* **Consigna de trabajo A**:
Responde brevemente, según el texto sobre la crítica:
(i) ¿A qué equivale a veces callar una crítica?
(ii) ¿Hacia dónde deben ir, en lo posible, las principales críticas?
(iii) ¿Qué no podemos conocer normalmente de una persona que dice un disparate o que actúa mal?
* **Consigna de trabajo B**: Extrae del texto sobre la crítica el fragmento que comienza con las palabras "Todos, o casi" y termina con "que la enfermedad.".

* **Texto de estudio**:
_ _ _ _ _
Todos, o casi todos, criticamos. El asunto es qué criticamos, si simplemente criticamos por criticar, y cómo lo hacemos: con dureza, ironía, elegancia o espíritu positivo, constructivo, como ocurre en la corrección fraterna. A veces podemos callar alguna crítica, y está bien; y a veces podemos callar alguna crítica, y está mal. No siempre hay que callar, porque a veces ello equivale a tapar una herida infectada con una venda. Y en esos casos, el remedio suele ser peor que la enfermedad.
Más de una vez hemos dicho y repetido en esta columna que las principales críticas deben ir, en lo posible, hacia las ideas o hacia los actos concretos de las personas: no hacia las personas mismas. En primer lugar, porque lo que realmente merece la crítica, es la idea errónea o el acto malo. En segundo lugar, porque normalmente, no podemos conocer la intención última de una persona que dice un disparate o que actúa mal. Hoy son legión los que no saben qué está bien y qué está mal. El mareo cultural y educativo, y la ignorancia son dantescos.
_ _ _ _ _
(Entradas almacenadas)
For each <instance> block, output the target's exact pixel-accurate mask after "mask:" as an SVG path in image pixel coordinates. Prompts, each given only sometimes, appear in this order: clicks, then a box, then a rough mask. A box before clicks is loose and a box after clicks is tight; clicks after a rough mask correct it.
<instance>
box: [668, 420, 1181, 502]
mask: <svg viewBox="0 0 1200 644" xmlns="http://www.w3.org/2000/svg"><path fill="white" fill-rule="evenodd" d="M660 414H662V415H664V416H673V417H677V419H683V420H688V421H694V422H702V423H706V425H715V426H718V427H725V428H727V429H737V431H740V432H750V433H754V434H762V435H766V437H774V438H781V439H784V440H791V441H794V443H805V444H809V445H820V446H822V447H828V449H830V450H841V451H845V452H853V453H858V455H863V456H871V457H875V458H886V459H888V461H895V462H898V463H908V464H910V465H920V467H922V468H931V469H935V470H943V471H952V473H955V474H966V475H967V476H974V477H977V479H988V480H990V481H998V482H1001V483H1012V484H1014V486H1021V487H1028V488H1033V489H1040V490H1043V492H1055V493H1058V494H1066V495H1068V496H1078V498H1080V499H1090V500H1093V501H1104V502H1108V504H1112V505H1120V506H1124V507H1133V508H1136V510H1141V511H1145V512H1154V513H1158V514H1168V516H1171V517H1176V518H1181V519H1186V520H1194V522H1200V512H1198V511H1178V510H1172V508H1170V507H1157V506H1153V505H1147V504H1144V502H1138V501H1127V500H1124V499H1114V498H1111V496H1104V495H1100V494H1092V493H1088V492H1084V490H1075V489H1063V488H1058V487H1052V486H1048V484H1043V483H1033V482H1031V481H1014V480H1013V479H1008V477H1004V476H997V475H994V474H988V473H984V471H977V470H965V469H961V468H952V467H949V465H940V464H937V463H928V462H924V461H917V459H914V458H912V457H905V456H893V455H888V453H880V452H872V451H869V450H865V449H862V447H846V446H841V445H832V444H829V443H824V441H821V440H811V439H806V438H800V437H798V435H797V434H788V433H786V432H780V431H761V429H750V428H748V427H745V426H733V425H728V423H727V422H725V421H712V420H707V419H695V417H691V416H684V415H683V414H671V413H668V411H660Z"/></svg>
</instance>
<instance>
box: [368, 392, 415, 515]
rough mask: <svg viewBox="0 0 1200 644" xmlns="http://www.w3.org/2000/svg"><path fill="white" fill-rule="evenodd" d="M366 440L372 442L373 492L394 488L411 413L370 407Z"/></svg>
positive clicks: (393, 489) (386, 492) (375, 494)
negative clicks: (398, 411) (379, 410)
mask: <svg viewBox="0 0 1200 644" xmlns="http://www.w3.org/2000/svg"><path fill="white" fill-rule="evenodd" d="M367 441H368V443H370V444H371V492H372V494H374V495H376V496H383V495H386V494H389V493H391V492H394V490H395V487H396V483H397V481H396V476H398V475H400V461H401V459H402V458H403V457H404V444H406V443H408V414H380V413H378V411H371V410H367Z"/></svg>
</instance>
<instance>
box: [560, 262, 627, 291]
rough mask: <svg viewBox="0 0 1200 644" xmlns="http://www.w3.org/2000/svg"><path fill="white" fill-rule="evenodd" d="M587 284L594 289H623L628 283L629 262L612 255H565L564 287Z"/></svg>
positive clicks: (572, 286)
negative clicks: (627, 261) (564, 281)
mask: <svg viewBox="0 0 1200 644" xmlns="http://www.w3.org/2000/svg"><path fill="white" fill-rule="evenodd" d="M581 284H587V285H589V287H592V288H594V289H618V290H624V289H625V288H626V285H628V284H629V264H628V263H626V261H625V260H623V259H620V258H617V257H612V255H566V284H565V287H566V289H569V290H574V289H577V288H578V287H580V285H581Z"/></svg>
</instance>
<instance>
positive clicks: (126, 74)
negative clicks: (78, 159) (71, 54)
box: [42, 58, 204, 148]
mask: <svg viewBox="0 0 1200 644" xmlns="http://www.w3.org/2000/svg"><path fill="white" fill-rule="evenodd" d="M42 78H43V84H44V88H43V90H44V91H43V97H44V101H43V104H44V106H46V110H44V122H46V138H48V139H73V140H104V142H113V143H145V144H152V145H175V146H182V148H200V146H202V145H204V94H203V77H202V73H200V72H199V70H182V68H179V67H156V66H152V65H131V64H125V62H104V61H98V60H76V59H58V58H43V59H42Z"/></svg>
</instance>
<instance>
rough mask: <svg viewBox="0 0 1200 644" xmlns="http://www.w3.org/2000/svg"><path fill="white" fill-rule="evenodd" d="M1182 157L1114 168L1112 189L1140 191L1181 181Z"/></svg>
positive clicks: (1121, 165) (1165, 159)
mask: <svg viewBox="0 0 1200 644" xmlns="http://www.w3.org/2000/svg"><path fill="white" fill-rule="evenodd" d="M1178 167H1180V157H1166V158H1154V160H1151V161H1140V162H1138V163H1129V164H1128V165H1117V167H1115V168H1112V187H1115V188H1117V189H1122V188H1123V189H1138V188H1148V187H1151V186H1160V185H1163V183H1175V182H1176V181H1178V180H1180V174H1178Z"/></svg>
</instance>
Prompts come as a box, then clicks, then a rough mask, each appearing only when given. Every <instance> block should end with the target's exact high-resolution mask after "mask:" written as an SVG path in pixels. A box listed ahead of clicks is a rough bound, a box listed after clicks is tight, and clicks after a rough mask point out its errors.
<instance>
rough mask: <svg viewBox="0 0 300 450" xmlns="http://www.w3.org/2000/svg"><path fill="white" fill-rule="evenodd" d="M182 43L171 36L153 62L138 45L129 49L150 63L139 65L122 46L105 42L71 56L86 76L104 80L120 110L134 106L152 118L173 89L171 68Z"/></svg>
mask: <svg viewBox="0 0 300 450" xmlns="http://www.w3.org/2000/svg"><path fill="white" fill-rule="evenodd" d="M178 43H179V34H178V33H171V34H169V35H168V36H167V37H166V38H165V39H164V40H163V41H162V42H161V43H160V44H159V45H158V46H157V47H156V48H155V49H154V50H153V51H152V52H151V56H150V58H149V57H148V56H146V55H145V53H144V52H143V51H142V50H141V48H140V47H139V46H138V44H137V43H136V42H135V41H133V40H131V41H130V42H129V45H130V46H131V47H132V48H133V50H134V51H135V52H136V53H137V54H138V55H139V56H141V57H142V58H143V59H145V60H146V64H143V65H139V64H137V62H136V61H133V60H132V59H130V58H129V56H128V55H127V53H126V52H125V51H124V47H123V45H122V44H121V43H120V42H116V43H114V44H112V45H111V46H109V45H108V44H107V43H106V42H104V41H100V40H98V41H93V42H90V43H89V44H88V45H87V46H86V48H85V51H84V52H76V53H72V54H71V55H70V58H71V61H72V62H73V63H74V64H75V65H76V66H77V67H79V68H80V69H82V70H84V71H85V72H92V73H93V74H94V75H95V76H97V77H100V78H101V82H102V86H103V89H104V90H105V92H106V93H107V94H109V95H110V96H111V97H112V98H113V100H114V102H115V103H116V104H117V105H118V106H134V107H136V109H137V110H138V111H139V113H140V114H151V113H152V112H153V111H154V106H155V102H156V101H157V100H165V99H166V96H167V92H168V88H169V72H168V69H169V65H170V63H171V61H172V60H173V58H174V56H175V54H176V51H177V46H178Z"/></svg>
_ _ _ _ _
* **Resultado de la tarea A**:
(i) A tapar una herida infectada con una venda.
(ii) Hacia las ideas o hacia los actos concretos de las personas, no hacia las personas mismas.
(iii) Su intención última.

* **Resultado de la tarea B**:
Todos, o casi todos, criticamos. El asunto es qué criticamos, si simplemente criticamos por criticar, y cómo lo hacemos: con dureza, ironía, elegancia o espíritu positivo, constructivo, como ocurre en la corrección fraterna. A veces podemos callar alguna crítica, y está bien; y a veces podemos callar alguna crítica, y está mal. No siempre hay que callar, porque a veces ello equivale a tapar una herida infectada con una venda. Y en esos casos, el remedio suele ser peor que la enfermedad.